**Given exercise:** Everything from the line with "Put a point on every instance of the shrub;" through the last line of the records below should be copied exactly, both ends included.
____
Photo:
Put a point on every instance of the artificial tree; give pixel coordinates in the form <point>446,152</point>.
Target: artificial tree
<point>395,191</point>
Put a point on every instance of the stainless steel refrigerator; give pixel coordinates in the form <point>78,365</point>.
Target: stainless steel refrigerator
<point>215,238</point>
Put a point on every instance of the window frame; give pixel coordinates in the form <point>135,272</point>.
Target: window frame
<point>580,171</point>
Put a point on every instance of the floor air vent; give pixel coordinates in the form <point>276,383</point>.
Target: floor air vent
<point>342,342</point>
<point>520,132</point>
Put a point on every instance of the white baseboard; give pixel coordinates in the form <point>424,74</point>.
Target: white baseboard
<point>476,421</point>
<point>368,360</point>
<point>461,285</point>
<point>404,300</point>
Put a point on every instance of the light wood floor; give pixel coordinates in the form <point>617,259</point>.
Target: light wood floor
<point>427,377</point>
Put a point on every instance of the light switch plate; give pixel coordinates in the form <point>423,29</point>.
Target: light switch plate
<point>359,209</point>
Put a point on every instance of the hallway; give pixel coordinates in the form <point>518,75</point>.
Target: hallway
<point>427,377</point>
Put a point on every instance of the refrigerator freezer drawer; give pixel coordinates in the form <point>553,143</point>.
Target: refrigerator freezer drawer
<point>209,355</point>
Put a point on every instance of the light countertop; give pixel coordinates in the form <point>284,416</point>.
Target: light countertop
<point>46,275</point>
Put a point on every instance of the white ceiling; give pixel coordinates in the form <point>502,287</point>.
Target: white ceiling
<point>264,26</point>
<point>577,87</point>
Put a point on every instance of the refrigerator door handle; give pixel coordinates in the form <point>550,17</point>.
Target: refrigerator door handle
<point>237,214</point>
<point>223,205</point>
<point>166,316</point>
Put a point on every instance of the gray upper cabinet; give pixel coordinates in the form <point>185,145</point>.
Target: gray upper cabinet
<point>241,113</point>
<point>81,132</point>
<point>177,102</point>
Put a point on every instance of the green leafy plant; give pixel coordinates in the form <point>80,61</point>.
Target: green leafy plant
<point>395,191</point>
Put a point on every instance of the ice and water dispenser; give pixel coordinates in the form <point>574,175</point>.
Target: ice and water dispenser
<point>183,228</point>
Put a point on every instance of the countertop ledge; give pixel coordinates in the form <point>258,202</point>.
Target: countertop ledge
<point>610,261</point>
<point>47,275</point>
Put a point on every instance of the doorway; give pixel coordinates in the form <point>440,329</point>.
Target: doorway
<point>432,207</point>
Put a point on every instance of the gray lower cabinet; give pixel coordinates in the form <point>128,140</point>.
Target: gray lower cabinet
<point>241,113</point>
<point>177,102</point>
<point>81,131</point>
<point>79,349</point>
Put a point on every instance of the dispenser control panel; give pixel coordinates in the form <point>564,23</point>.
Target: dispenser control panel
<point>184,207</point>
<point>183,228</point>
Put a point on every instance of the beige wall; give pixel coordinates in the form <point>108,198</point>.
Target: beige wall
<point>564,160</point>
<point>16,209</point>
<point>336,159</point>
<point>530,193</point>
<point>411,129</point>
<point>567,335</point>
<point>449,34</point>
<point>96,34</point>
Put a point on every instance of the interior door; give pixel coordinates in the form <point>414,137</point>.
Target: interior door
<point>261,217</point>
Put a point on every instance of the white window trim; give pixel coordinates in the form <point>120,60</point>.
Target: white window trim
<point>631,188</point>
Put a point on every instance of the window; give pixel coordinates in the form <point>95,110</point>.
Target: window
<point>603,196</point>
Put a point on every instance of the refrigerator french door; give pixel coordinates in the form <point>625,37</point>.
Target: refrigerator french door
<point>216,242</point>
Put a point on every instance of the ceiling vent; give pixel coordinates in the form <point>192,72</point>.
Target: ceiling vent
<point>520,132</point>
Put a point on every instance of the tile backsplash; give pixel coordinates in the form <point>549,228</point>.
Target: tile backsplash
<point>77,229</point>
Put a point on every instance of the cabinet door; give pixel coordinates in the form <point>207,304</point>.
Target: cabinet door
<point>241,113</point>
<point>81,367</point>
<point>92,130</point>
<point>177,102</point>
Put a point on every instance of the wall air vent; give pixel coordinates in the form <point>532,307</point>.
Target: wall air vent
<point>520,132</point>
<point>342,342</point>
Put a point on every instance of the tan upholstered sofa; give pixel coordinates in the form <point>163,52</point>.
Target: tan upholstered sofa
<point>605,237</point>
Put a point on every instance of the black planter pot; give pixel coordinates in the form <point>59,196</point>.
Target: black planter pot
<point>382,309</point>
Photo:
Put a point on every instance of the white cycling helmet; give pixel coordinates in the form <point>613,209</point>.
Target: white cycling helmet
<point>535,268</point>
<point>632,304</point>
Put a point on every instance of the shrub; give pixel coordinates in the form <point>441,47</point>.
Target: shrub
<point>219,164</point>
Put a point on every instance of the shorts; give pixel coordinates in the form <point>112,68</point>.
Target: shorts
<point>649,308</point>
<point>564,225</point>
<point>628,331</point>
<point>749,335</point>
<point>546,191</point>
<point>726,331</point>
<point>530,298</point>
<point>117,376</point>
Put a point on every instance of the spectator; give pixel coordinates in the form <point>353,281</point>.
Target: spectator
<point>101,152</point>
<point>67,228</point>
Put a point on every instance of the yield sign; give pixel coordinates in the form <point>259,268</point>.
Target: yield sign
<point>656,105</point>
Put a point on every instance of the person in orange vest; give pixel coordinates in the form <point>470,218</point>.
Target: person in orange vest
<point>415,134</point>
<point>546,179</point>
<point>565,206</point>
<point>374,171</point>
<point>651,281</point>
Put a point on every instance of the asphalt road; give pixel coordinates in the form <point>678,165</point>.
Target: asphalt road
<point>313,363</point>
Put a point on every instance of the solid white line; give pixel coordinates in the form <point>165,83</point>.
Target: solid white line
____
**Reply to the task:**
Put a point on every instance of the shrub; give pixel coordinates in the form <point>441,47</point>.
Target: shrub
<point>219,164</point>
Put a point on every instance of the shorts; give pixel coordinates in the form <point>112,68</point>.
Target: shorts
<point>649,308</point>
<point>564,225</point>
<point>628,331</point>
<point>749,335</point>
<point>546,191</point>
<point>726,331</point>
<point>530,298</point>
<point>117,376</point>
Put a point on every instance of the spectator; give pixel coordinates in the form <point>353,281</point>.
Target: spectator
<point>101,152</point>
<point>67,228</point>
Put a point on every instance of the yield sign; give pixel coordinates in the form <point>259,268</point>.
Target: yield sign
<point>656,105</point>
Put a point on every instance of the person in orange vest; give pixel coordinates in the form <point>470,218</point>.
Target: person in orange vest
<point>415,134</point>
<point>546,179</point>
<point>565,206</point>
<point>374,171</point>
<point>651,281</point>
Put a point on every instance of the asphalt road; give pixel coordinates in the form <point>678,165</point>.
Target: asphalt road
<point>313,363</point>
Put a point on every instance of the solid white line; give pixel coordinates in the form <point>165,83</point>.
Target: solid white line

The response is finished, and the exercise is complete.